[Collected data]

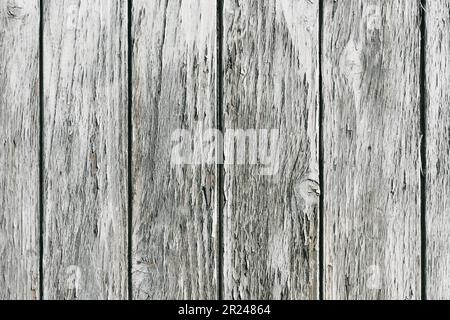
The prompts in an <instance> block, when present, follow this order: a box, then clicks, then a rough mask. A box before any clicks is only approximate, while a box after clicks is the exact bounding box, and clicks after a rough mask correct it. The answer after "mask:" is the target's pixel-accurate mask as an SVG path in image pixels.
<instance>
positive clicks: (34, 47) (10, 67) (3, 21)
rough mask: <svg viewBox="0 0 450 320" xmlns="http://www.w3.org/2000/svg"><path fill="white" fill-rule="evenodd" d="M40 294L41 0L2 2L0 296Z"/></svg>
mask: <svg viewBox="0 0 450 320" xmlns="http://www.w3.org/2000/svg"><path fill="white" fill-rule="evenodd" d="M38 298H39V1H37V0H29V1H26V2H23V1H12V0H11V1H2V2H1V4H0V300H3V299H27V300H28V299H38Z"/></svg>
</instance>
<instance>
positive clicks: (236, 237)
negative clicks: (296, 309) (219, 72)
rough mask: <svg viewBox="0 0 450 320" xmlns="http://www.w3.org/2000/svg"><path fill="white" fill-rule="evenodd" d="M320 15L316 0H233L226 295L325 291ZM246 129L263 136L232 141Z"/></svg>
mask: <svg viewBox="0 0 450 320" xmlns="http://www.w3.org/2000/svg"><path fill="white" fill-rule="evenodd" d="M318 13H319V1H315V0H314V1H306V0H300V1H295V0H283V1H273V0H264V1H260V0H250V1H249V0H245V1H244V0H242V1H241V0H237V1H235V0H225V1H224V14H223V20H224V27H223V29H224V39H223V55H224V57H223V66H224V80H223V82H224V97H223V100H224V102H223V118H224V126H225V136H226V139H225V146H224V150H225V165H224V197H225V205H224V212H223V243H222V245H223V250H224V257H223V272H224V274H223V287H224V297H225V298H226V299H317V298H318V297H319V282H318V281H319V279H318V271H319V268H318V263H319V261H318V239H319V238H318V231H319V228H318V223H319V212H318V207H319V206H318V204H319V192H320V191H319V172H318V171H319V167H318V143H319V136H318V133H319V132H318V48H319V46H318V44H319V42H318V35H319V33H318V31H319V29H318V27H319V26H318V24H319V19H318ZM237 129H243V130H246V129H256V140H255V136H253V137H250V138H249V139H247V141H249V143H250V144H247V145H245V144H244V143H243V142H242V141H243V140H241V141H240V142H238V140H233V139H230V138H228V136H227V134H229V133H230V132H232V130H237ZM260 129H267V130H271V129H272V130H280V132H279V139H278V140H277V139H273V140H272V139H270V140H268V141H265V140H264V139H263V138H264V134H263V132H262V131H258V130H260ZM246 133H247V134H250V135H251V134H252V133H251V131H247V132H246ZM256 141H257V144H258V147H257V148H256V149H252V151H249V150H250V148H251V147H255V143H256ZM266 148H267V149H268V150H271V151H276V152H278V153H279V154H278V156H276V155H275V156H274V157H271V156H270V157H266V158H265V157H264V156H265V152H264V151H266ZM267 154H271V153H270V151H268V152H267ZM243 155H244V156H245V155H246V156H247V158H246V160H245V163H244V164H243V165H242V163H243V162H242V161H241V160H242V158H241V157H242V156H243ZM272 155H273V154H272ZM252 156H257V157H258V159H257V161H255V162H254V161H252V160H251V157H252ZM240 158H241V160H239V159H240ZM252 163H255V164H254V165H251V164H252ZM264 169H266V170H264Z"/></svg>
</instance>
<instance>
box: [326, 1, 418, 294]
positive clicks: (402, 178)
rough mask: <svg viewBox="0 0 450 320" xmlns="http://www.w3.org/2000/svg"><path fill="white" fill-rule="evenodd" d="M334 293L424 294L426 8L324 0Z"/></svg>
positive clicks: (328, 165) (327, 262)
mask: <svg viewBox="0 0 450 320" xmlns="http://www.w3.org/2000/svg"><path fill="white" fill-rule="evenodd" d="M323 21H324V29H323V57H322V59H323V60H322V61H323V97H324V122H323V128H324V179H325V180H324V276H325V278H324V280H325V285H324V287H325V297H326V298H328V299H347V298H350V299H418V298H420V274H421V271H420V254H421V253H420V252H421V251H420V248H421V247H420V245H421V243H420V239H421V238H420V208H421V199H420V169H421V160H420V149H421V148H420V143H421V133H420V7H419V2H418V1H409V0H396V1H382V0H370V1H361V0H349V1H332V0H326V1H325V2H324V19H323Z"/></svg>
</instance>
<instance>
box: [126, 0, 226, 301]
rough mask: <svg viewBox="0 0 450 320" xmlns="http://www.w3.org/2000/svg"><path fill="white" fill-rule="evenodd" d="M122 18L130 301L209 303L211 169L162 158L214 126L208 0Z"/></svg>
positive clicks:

** Try it **
Recast the lines above as a numbered list, from the first line through the line that contains "positive clicks: (34, 47) (10, 67) (3, 21)", both included. Omit blank lines and leave out the pictures.

** Written response **
1. The prompts in an <instance> block, when present, follow this order: a box, then clicks, then a rough mask. A box before any clicks is only approximate, while a box after clicks is the exact bounding box, and clicks after a rough mask correct it. The answer after "mask:" is the target's pixel-accurate mask as an SVG path in image pixels.
2. <instance>
3. positive clicks: (34, 47) (10, 67) (3, 21)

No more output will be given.